§ SELECTED TEXT:
The entire touch-sensitive apparatus and the method of detecting touches on the surface of the apparatus are described in detail in the published patent application WO 2011/139213 A1 filed by the applicant which is hereby incorporated by reference.

FIG. 3 displays the touch-sensitive apparatus from FIG. 2 where the emitters (not shown) have been switched off and only ambient light L_A is registered by the detector 4. We assume for the sake of simplicity that we have one ambient light source 9 such as a halogen lamp and that the light source 9 is located far away from the touch-sensitive panel 1. We thus assume that the ambient light rays L_A are incident parallel onto the upper panel surface 1a and that they are evenly distributed over the panel surface 1a. Ambient light L_A from the remote light source L_A will upon entry into the transmissive panel 1 be scattered, where a part of the scattered ambient light L_S will propagate in the transmissive panel 1 by total internal reflection. Totally internally reflect light is illustrated by the light rays L_TIR in FIG. 3. It is this part of the incident ambient light L_A that will be registered by the one or more detectors 4.

FIG. 4 displays a diagram over the spectral distribution of different ambient light sources as a function of the relative power produced by each ambient light source.

Looking at the dotted curve 110 which represents the spectral distribution of a flash tube, it is apparent that there are three distinct wavelength areas where the majority of the relative power is located—namely in the ultraviolet between about 300-400 nm, in the visible domain and moreover in the far-infrared region between about 1000-1900 nm. Hence, depending on the type of light-sensing element used and having in mind that most ambient light-sensing elements today are either sensitive to infrared or visible light, measuring only in the infrared domain will not give an accurate picture of the ambient light source in the visible domain.

§ SET OF TASKS:
A - Reproduce the patent excerpt word for word from "FIG. 4 displays" up to and including "the visible domain.".
B - Replace "banner" with "sign" in the entries from the first line up to and including the line with "point(541, 299)", and give only those lines back with nothing else changed and the pictures left out.
The patent excerpt and the entries that come after it are separate, unrelated material.

§ LISTING:
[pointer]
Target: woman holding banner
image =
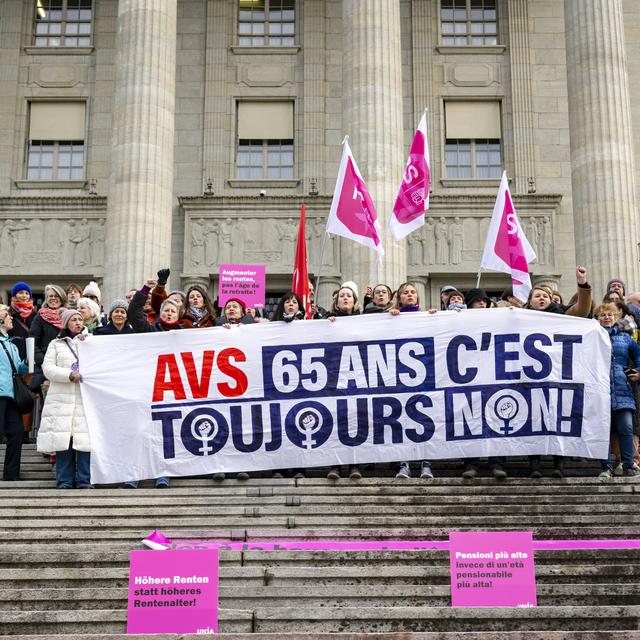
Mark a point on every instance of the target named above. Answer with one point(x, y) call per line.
point(623, 349)
point(63, 429)
point(408, 300)
point(10, 418)
point(541, 299)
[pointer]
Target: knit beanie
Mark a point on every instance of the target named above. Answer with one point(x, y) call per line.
point(20, 286)
point(67, 314)
point(91, 305)
point(172, 302)
point(118, 303)
point(92, 289)
point(619, 280)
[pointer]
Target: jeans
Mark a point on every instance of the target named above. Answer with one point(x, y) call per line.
point(11, 428)
point(73, 468)
point(622, 422)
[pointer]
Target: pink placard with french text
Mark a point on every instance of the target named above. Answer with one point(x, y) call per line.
point(244, 281)
point(492, 569)
point(173, 592)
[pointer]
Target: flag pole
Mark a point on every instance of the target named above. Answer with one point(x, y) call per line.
point(324, 243)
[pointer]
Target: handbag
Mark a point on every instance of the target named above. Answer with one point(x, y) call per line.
point(21, 394)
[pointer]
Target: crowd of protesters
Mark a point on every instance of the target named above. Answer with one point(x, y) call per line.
point(69, 314)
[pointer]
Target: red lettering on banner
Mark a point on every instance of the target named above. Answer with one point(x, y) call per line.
point(199, 388)
point(239, 376)
point(167, 364)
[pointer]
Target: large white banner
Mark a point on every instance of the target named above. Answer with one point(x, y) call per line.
point(364, 389)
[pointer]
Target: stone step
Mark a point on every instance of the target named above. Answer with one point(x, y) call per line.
point(117, 576)
point(437, 635)
point(250, 597)
point(349, 619)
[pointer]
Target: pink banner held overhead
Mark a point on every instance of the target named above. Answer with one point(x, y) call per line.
point(413, 196)
point(507, 248)
point(353, 214)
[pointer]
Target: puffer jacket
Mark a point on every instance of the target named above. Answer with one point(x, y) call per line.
point(63, 413)
point(6, 373)
point(623, 348)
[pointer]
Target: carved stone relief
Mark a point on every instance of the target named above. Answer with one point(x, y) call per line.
point(52, 244)
point(446, 241)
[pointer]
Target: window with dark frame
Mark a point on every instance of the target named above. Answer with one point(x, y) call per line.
point(468, 22)
point(62, 23)
point(473, 159)
point(266, 23)
point(264, 159)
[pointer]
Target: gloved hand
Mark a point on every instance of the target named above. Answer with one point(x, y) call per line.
point(163, 276)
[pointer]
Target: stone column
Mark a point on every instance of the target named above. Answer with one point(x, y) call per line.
point(372, 106)
point(602, 174)
point(140, 198)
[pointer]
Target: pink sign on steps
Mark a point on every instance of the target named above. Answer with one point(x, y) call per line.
point(492, 569)
point(173, 592)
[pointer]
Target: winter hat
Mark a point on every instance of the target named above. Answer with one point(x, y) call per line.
point(350, 284)
point(91, 305)
point(473, 295)
point(620, 281)
point(169, 301)
point(20, 286)
point(59, 291)
point(118, 303)
point(67, 314)
point(239, 301)
point(177, 292)
point(92, 289)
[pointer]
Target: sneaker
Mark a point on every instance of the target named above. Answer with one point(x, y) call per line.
point(499, 473)
point(404, 472)
point(469, 473)
point(334, 474)
point(157, 541)
point(425, 471)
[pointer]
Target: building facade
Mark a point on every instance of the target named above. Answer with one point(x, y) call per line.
point(138, 134)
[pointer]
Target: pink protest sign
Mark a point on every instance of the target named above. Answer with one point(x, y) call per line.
point(244, 281)
point(173, 592)
point(492, 569)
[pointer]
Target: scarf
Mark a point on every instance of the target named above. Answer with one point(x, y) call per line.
point(198, 314)
point(24, 309)
point(166, 326)
point(52, 316)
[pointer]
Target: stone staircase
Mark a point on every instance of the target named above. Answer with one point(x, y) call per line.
point(64, 569)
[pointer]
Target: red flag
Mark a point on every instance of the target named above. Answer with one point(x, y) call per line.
point(300, 284)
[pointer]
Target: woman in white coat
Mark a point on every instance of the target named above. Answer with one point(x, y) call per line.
point(63, 428)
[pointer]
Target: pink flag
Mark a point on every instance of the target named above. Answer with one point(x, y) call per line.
point(352, 212)
point(413, 196)
point(507, 248)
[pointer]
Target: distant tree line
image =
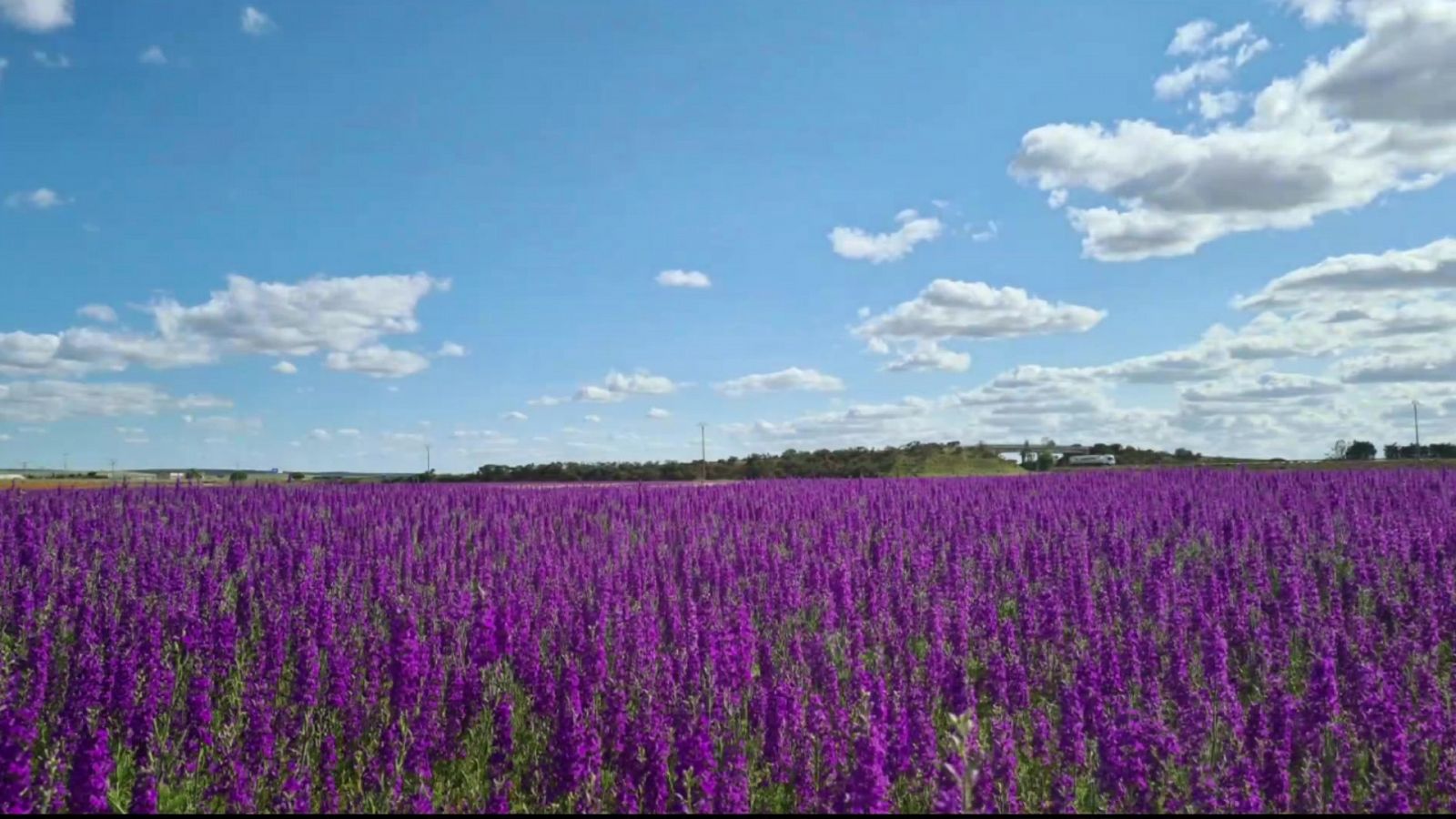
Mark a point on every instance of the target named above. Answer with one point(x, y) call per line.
point(917, 458)
point(854, 462)
point(1366, 450)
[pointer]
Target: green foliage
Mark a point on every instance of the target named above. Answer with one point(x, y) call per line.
point(914, 460)
point(1360, 450)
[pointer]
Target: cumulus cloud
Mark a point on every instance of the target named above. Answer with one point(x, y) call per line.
point(1421, 366)
point(203, 401)
point(683, 278)
point(1198, 38)
point(344, 317)
point(618, 387)
point(1267, 387)
point(861, 424)
point(929, 356)
point(1317, 12)
point(38, 15)
point(855, 244)
point(1219, 106)
point(975, 309)
point(1340, 278)
point(47, 60)
point(225, 424)
point(1191, 38)
point(255, 22)
point(788, 379)
point(47, 401)
point(1201, 73)
point(1378, 116)
point(40, 198)
point(298, 319)
point(378, 361)
point(98, 312)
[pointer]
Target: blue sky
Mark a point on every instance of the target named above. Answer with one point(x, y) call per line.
point(915, 220)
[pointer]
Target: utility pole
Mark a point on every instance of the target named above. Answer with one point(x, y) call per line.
point(1416, 411)
point(703, 430)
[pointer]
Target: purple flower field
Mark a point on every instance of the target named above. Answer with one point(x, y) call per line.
point(1171, 642)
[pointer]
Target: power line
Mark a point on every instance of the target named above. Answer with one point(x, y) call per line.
point(703, 430)
point(1416, 413)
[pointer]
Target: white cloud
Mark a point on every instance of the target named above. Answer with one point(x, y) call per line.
point(1198, 38)
point(861, 424)
point(378, 361)
point(975, 309)
point(226, 424)
point(1219, 106)
point(1269, 387)
point(344, 317)
point(98, 312)
point(683, 278)
point(1191, 38)
point(618, 387)
point(855, 244)
point(929, 356)
point(46, 401)
point(38, 15)
point(1337, 280)
point(475, 435)
point(1201, 73)
point(255, 22)
point(51, 60)
point(204, 402)
point(1378, 116)
point(40, 198)
point(791, 378)
point(1423, 366)
point(1317, 12)
point(344, 314)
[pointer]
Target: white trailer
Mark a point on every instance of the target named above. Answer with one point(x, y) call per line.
point(1092, 460)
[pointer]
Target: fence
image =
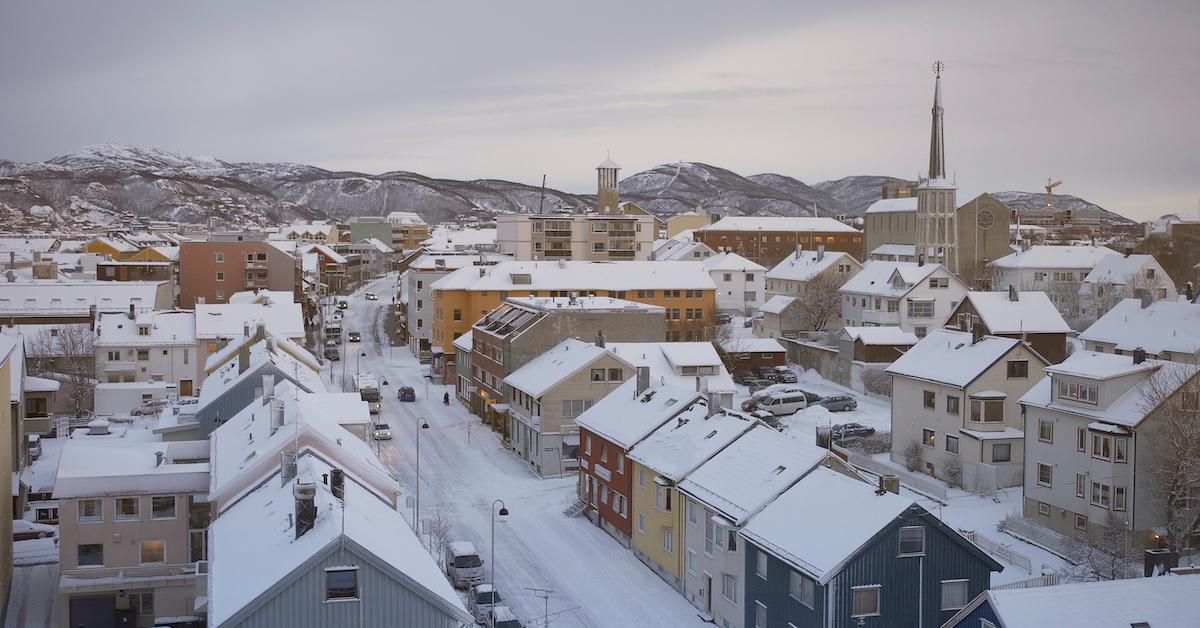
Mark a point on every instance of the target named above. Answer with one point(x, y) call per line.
point(1002, 551)
point(1032, 582)
point(915, 482)
point(1048, 539)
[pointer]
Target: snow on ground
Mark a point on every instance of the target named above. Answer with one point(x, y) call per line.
point(465, 467)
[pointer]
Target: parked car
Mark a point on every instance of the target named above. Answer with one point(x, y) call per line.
point(24, 530)
point(839, 402)
point(381, 431)
point(503, 617)
point(481, 599)
point(463, 564)
point(851, 430)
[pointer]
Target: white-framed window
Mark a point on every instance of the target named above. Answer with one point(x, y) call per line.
point(912, 540)
point(954, 594)
point(865, 602)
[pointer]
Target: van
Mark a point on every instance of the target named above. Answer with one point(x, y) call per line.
point(780, 404)
point(463, 564)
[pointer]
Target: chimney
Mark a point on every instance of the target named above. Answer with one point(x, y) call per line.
point(337, 483)
point(306, 507)
point(287, 466)
point(643, 378)
point(1159, 561)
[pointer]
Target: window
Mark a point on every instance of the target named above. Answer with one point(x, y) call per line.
point(1045, 474)
point(90, 555)
point(127, 509)
point(341, 584)
point(867, 600)
point(912, 540)
point(162, 507)
point(90, 510)
point(1018, 369)
point(1045, 431)
point(802, 588)
point(151, 551)
point(954, 594)
point(730, 587)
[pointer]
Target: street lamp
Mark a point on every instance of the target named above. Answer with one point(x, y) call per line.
point(417, 504)
point(504, 512)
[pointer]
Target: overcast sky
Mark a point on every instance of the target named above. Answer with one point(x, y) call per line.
point(1102, 95)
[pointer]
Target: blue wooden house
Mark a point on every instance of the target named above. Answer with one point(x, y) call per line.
point(834, 551)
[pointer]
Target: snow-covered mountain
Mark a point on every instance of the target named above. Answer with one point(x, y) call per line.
point(109, 185)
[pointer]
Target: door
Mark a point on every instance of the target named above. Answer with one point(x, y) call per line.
point(94, 612)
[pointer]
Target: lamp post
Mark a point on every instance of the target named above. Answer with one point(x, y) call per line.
point(504, 512)
point(417, 503)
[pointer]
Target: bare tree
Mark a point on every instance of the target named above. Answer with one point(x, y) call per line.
point(1170, 399)
point(66, 353)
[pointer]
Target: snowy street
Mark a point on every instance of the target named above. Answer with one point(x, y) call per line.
point(465, 467)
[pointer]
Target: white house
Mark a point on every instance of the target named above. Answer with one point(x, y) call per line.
point(739, 281)
point(915, 297)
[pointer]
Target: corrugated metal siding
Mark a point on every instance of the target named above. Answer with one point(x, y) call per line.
point(773, 592)
point(383, 602)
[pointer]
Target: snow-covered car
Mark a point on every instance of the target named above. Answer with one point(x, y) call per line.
point(481, 599)
point(24, 530)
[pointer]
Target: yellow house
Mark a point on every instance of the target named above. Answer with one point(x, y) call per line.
point(684, 288)
point(661, 460)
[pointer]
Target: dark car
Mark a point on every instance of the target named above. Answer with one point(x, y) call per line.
point(839, 402)
point(851, 430)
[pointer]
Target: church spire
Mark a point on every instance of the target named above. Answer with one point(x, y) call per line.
point(936, 139)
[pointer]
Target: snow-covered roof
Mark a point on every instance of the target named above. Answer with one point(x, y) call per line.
point(228, 320)
point(562, 360)
point(804, 265)
point(1161, 326)
point(1164, 602)
point(777, 304)
point(1032, 312)
point(1131, 407)
point(689, 438)
point(949, 358)
point(624, 417)
point(1050, 256)
point(257, 545)
point(751, 471)
point(883, 335)
point(93, 467)
point(565, 275)
point(773, 223)
point(821, 545)
point(875, 279)
point(67, 297)
point(753, 345)
point(166, 328)
point(891, 205)
point(1117, 268)
point(732, 262)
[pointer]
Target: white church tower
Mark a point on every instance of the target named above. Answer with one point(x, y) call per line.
point(937, 238)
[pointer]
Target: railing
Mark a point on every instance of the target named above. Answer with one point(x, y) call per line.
point(999, 550)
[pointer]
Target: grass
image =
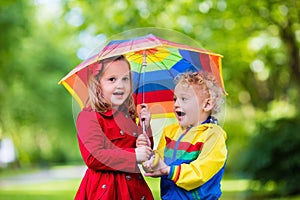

§ ANSWER LIST:
A -
FIG. 4 displays a diagram over the spectral distribution of different ambient light sources as a function of the relative power produced by each ambient light source.

Looking at the dotted curve 110 which represents the spectral distribution of a flash tube, it is apparent that there are three distinct wavelength areas where the majority of the relative power is located—namely in the ultraviolet between about 300-400 nm, in the visible domain and moreover in the far-infrared region between about 1000-1900 nm. Hence, depending on the type of light-sensing element used and having in mind that most ambient light-sensing elements today are either sensitive to infrared or visible light, measuring only in the infrared domain will not give an accurate picture of the ambient light source in the visible domain.

B -
[pointer]
Target: woman holding sign
image =
Mark a point on every instance of the target named above. Answer with one point(x, y) call per line.
point(623, 349)
point(63, 429)
point(408, 300)
point(10, 418)
point(541, 299)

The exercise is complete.